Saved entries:
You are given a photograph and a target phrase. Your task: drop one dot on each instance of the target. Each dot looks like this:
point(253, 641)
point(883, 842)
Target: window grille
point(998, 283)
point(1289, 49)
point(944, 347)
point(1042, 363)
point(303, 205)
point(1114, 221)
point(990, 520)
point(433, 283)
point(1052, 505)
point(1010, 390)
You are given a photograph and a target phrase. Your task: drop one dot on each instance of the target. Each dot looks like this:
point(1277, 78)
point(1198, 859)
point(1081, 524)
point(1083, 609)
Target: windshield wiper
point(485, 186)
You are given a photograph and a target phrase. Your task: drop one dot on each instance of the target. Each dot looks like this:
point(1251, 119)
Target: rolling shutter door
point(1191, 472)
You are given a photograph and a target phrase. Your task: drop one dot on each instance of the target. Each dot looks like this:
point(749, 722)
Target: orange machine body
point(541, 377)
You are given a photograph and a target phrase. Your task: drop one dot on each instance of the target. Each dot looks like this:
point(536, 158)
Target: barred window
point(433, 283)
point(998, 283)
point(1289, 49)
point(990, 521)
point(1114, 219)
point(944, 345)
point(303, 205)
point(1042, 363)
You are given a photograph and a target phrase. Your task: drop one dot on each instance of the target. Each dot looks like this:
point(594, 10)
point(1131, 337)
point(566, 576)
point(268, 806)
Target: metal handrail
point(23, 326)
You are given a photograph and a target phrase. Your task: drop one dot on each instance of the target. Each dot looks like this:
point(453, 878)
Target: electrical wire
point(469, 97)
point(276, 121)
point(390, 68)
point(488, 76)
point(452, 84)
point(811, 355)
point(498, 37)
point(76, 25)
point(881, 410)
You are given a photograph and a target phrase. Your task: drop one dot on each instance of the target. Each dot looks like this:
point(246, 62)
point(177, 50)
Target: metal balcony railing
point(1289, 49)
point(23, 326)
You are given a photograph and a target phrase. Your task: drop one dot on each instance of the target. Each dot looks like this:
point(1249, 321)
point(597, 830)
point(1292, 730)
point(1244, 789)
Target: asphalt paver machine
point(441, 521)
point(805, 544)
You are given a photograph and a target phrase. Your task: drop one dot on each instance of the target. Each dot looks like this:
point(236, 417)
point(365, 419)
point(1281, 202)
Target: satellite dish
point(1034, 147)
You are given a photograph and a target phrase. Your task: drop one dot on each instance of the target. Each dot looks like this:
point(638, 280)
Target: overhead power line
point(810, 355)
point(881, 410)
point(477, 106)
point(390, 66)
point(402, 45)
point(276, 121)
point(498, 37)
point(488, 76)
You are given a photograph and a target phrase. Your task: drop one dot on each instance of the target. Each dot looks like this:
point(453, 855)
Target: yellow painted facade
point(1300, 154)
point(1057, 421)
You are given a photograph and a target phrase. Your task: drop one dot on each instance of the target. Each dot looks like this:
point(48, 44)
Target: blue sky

WORK INSTRUCTION: Output the entries exactly. Leave nothing out.

RESPONSE TO THIS EXERCISE:
You are given a photograph and a target phrase. Your task: drop one dot on each instance of the target. Each dot looks like this:
point(253, 641)
point(883, 842)
Target: window grille
point(998, 283)
point(1289, 49)
point(944, 347)
point(1042, 363)
point(303, 205)
point(1114, 221)
point(990, 520)
point(433, 283)
point(1052, 505)
point(1010, 390)
You are given a photograph and a target phrase. Your task: drop one dot on each instance of the target. Each dot looks like this:
point(1277, 78)
point(1198, 859)
point(1081, 524)
point(1083, 609)
Target: windshield wiper
point(485, 186)
You are given a photograph and a target phrase. Your task: drop one dot on each instance of the target. Each dot looks like this:
point(1251, 119)
Target: rolling shutter door
point(1191, 472)
You are given a photograph and a target phrase. Your task: drop one dot on each instance of the target. Each dot looks like this:
point(749, 722)
Target: orange machine body
point(541, 377)
You are given a photograph and a target phrase. Your task: drop one dot on each instance of the target. Each dot looks like this:
point(536, 158)
Target: barred window
point(433, 283)
point(998, 283)
point(1289, 49)
point(990, 521)
point(1114, 219)
point(944, 345)
point(303, 205)
point(1042, 363)
You are given a photograph and a target phrase. Your task: drop one dot on each instance of the target. Each dot looks like this:
point(594, 10)
point(1131, 337)
point(566, 576)
point(268, 806)
Target: metal handrail
point(23, 326)
You are given a photograph and a target phrase. Your task: drop one dot on each instance of the target. Each dot looks like this:
point(453, 878)
Target: electrical wire
point(469, 97)
point(276, 121)
point(390, 68)
point(488, 76)
point(452, 84)
point(811, 355)
point(498, 37)
point(76, 25)
point(881, 410)
You are given a photograph and a target phrase. Your task: drop one dot on each instance of the target. Each dot looks like this:
point(246, 62)
point(177, 50)
Target: metal balcony railing
point(1289, 49)
point(23, 326)
You are given a photograph and a target phrase. Your task: drop one dot on each instance of the target. Each dot looks like this:
point(1249, 321)
point(597, 830)
point(1292, 730)
point(1244, 789)
Target: asphalt paver machine
point(441, 521)
point(805, 544)
You are given a photograph and a target phrase. Your task: drop one dot on each instance of the target. Each dot looks like this:
point(236, 417)
point(365, 419)
point(1281, 202)
Target: satellite dish
point(1034, 147)
You are given a photograph and a target phrase. Your task: drop one dot on each instance of the target. Each dot looks like this:
point(638, 280)
Target: overhead power line
point(810, 355)
point(881, 410)
point(477, 106)
point(390, 66)
point(402, 45)
point(276, 121)
point(498, 37)
point(488, 76)
You are given a photograph and a target phrase. Your task: drop one dot on each instance of the target. Each dot looks like this:
point(453, 855)
Target: yellow painted facade
point(1300, 154)
point(1057, 421)
You are given a photograph and a target phrase. Your task: drop one dot on each instance of the target. Each dot looks like this:
point(48, 44)
Target: blue sky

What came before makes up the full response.